# WHAT YOU NEED TO DO:
Reproduce the closing part of the entries exactly: the line with "Where can the man" and all lines after it, ending with the last line, and nothing else.

# RECORDS FOR THIS EXERCISE:
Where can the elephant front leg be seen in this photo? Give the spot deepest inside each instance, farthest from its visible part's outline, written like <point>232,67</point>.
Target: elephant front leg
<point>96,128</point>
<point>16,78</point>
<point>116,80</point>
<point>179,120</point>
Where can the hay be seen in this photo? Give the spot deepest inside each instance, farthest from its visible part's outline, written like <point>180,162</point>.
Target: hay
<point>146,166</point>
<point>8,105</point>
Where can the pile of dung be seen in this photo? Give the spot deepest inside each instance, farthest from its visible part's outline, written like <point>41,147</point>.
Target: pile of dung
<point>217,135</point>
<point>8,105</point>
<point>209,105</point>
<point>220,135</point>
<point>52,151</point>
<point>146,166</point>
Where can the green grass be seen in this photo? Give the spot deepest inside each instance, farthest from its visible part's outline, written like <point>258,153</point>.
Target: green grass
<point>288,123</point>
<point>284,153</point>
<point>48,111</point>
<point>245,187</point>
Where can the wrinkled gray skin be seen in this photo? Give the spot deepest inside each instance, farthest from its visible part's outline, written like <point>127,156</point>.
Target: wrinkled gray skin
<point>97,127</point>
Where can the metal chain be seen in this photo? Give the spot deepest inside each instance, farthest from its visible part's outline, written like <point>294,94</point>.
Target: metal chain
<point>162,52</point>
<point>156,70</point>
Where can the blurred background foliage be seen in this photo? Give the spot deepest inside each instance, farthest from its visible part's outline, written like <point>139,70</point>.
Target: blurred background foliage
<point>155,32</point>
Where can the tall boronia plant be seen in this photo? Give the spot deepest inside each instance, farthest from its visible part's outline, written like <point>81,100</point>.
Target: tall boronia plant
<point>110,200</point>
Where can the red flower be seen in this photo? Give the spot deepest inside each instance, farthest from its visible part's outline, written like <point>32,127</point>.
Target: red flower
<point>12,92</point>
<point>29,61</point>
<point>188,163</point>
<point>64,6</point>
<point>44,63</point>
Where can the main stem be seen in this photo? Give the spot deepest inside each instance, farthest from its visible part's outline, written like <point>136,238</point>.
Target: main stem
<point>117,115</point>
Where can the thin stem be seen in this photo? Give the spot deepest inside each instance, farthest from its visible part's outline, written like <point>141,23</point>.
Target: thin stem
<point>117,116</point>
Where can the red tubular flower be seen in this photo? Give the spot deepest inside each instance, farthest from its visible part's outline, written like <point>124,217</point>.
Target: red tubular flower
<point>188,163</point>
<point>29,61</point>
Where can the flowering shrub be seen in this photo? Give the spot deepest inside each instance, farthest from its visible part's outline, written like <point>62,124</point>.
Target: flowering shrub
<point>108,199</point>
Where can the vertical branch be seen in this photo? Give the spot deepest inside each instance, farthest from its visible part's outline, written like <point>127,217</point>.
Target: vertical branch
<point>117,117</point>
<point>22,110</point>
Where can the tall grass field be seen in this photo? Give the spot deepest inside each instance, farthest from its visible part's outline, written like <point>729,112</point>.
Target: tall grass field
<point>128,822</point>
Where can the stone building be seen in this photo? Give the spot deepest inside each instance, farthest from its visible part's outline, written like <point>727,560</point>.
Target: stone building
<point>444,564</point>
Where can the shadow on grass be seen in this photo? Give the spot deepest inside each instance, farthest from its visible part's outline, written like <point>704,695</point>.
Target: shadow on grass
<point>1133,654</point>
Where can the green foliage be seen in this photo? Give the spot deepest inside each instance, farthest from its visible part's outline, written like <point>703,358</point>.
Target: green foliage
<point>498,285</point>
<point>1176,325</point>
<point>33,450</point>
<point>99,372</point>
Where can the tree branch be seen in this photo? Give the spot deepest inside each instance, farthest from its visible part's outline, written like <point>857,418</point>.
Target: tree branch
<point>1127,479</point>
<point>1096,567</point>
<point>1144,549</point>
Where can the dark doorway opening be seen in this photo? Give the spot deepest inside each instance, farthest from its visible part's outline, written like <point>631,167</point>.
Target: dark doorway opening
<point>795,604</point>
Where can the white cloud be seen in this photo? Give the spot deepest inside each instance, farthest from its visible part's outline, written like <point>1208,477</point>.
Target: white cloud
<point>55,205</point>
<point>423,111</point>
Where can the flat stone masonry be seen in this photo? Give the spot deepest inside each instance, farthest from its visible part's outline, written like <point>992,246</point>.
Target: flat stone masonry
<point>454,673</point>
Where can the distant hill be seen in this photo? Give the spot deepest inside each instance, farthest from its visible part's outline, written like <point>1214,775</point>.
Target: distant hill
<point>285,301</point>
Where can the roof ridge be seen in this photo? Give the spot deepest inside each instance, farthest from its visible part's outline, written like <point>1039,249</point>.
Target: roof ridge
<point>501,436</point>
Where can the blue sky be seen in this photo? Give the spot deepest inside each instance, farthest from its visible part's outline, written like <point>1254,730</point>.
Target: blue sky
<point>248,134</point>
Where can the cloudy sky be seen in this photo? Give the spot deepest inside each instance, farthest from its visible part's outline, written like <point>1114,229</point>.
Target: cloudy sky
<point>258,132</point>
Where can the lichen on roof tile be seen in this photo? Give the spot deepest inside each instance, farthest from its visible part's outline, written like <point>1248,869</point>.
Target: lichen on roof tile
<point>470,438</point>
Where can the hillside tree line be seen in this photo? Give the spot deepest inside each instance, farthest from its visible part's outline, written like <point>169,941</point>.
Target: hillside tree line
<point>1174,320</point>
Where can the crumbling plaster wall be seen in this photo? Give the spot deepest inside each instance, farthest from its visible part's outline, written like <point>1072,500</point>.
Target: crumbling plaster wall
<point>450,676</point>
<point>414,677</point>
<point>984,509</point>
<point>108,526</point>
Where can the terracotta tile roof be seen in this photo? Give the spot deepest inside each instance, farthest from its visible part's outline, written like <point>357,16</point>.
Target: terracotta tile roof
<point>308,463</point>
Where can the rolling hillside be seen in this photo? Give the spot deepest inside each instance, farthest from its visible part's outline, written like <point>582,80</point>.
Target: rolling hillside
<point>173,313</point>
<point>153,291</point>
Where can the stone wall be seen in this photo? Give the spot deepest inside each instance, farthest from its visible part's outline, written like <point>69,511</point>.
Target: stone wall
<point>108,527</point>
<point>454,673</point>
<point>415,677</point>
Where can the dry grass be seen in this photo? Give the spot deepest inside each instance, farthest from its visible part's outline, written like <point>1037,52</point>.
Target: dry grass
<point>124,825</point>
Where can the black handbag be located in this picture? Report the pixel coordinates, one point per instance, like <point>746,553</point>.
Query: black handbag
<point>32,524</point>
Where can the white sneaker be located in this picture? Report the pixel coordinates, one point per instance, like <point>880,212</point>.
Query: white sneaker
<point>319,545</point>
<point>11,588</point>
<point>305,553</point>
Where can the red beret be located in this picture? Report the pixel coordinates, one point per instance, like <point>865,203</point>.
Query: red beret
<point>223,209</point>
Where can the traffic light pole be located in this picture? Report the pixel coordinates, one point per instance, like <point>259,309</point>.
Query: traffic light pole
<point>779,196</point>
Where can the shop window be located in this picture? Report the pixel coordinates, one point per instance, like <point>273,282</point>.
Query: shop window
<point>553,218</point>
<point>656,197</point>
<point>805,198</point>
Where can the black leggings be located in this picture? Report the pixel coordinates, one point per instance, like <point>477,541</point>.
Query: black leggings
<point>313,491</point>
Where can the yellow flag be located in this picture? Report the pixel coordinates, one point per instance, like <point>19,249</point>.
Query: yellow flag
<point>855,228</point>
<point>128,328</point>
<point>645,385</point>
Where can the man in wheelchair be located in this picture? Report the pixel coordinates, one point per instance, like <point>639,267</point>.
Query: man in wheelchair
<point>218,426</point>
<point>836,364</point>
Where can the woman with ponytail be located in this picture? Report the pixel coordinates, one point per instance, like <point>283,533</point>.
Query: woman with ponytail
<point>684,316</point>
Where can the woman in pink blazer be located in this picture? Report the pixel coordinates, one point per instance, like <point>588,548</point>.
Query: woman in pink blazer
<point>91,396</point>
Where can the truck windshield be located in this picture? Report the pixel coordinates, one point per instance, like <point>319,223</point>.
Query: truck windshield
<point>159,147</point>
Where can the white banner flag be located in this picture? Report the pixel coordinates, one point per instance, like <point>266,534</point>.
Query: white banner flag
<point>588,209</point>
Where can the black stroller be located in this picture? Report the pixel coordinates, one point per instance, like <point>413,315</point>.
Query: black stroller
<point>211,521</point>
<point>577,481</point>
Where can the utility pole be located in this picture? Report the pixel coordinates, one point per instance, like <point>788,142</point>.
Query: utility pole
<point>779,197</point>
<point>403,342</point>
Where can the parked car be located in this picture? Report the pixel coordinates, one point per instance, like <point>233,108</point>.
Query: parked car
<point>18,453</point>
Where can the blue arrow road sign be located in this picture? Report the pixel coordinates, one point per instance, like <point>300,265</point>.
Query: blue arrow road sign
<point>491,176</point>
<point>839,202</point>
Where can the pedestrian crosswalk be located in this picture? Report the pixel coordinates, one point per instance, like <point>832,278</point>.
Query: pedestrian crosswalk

# COMPLETED TASK:
Where can the man in wheelchair be located in this picture? Report the pixel coordinates, one point per instance, like <point>639,267</point>.
Query: man in wheelchair
<point>218,426</point>
<point>836,364</point>
Where can the woman with ponytail be located in this picture? Report the pixel coordinates, one point per instance, like <point>283,533</point>.
Query: woman with ponytail
<point>684,316</point>
Where can the woman in pink blazer be located in this picture? Report the pixel coordinates, one point per instance, like <point>588,548</point>.
Query: woman in pink blazer
<point>91,396</point>
Where can the truck windshield be located in this picture? Report the pixel coordinates, one point per instance, like <point>319,223</point>.
Query: truck windshield
<point>159,147</point>
Where can the white banner flag be located in this picture? Report the pixel coordinates, one point per instance, like <point>266,534</point>.
Query: white banner flag
<point>588,209</point>
Where can the black stroller be located in this picture? Report the pixel coordinates, one point per instance, like <point>413,315</point>.
Query: black stroller
<point>211,521</point>
<point>577,481</point>
Where can the utility pole be located in this picture? Report the pixel coordinates, one point per instance, like <point>788,142</point>.
Query: utility pole
<point>779,197</point>
<point>403,342</point>
Where can the parked car be located in this picture? Report the pixel coordinates, one point per instance, like <point>233,108</point>.
Query: parked car
<point>18,453</point>
Where can the blue arrow road sign be located in this picture? Report the pixel coordinates, one point per instance, like <point>300,265</point>.
Query: blue arrow road sign
<point>491,176</point>
<point>839,202</point>
Where can the pedestrian crosswalk be located in this picture? Report the pixel coordinates, one point per instance, like <point>832,278</point>.
Query: pedestrian crosswalk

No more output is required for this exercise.